Start DOCUMENT SECTION

But above all, hitchhiking teaches you the kindness of strangers, she said in an article for The Guardian.

She talked about holidays in Greece and the Middle East with girlfriends and later, in America, with her husband George, who hitched as a matter of course.

Once a man gave them a lift to his house, then threw them the keys of his car and told them to go off and explore.

Hilary Bradt (82) has been hitchhiking almost all her life

In apartheid South Africa in 1975, a black man stopped in a battered pick-up truck. They got in the back and he drove up front. The usual arrangement was a white farmer driving with black farmworkers squashed in the back.

“It still makes me smile when I recall the look on the faces of people we passed,” she said.

I had a short – sometimes hairy – career as a hitchhiker.

Memories tend to be of the misty watercolour variety; you paint out the hours spent in blistering heat at the side of an empty road holding out a hopeful thumb. You try to forget the stranger with the roaming hands and remember the good people you met.

End DOCUMENT SECTION
Start GIVEN RECORDS

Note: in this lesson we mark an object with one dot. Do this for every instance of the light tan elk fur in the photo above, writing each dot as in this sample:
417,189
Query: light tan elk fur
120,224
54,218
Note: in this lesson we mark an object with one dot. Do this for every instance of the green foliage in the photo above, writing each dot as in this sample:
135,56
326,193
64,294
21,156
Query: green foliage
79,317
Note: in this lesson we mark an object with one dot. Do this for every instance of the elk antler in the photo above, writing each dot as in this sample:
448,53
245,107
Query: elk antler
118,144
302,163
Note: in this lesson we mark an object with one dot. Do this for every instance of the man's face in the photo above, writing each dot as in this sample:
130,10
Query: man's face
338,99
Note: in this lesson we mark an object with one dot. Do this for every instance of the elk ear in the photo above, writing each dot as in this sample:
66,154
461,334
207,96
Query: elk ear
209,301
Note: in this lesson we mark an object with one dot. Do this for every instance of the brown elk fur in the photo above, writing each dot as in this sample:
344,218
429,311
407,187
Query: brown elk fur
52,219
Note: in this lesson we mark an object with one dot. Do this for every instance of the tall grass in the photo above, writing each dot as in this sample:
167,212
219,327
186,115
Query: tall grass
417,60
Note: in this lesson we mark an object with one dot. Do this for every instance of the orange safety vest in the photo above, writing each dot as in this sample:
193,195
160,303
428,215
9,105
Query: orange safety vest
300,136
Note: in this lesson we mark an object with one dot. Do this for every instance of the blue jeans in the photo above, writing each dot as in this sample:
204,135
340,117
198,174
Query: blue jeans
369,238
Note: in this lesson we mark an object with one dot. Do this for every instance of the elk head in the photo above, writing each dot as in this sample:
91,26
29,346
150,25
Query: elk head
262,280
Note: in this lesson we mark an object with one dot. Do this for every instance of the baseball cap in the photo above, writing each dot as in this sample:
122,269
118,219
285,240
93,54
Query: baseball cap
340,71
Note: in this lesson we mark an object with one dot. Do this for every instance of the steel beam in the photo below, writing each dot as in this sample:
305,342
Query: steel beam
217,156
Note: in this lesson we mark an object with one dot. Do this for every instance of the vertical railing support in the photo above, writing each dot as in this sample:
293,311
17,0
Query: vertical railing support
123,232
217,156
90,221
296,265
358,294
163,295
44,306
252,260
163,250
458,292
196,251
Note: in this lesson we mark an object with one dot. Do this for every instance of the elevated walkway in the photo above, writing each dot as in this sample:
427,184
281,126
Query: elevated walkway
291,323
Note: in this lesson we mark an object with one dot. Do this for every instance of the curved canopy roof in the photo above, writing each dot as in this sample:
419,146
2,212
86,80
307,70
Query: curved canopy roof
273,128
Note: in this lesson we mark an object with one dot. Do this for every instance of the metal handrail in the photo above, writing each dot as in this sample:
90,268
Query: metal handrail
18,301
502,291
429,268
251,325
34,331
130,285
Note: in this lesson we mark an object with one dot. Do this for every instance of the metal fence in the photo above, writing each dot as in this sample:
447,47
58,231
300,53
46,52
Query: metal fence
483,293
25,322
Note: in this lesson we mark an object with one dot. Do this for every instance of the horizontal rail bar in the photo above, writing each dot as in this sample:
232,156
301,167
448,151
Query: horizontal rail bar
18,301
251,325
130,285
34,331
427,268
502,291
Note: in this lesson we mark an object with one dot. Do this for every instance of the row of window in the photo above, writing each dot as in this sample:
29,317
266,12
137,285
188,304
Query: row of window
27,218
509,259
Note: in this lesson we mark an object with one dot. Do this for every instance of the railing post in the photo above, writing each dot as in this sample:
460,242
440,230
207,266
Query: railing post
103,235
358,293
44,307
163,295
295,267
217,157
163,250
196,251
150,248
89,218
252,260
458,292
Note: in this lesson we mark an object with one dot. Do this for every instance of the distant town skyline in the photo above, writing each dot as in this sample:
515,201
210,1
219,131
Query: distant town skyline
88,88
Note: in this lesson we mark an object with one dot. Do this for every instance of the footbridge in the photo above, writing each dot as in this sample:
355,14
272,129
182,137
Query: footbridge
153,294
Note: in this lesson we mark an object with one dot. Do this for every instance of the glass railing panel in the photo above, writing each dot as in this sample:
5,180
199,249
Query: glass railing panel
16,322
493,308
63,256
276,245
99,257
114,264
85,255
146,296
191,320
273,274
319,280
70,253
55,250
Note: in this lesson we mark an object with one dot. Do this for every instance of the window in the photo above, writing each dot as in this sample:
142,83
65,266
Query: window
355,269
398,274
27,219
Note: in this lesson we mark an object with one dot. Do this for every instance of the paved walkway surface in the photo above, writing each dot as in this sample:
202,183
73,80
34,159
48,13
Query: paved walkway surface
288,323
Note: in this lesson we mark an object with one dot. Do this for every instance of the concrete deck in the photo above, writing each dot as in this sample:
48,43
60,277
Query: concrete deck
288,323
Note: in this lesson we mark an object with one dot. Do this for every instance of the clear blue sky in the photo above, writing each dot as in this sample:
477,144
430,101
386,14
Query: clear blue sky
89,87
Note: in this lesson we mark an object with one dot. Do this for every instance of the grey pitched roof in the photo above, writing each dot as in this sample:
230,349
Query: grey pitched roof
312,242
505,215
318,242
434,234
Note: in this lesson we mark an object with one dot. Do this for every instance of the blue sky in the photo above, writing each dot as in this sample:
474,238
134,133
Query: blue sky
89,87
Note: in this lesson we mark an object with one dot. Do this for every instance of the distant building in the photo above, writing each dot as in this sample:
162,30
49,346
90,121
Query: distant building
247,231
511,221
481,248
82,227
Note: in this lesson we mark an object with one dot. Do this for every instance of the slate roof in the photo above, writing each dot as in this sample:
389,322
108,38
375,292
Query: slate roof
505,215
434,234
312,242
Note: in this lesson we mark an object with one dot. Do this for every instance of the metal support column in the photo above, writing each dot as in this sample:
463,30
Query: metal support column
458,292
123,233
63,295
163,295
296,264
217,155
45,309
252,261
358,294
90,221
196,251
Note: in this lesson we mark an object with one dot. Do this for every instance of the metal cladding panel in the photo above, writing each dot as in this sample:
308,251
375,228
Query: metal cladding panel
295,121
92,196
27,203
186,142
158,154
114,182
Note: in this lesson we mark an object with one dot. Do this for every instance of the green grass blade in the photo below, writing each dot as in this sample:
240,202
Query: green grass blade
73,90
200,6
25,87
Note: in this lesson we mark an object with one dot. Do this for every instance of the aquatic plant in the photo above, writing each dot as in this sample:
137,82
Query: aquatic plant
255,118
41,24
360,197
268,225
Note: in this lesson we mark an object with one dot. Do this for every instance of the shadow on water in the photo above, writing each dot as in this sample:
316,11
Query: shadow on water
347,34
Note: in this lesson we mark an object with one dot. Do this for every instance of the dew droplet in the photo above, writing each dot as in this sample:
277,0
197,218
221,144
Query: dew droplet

End GIVEN RECORDS

JOB A -> Copy the passage from the hitchhiking text word for word, beginning at the words "I had a short" and stopping after "people you met.".
JOB B -> In one to three sentences, explain why the hitchhiking text says memories of hitchhiking tend to be "of the misty watercolour variety".
The items have no connection to the hitchhiking text.

ANSWER A ->
I had a short – sometimes hairy – career as a hitchhiker.

Memories tend to be of the misty watercolour variety; you paint out the hours spent in blistering heat at the side of an empty road holding out a hopeful thumb. You try to forget the stranger with the roaming hands and remember the good people you met.

ANSWER B -> You paint out the hours spent in blistering heat at the side of an empty road holding out a hopeful thumb. You also try to forget the stranger with the roaming hands and remember the good people you met.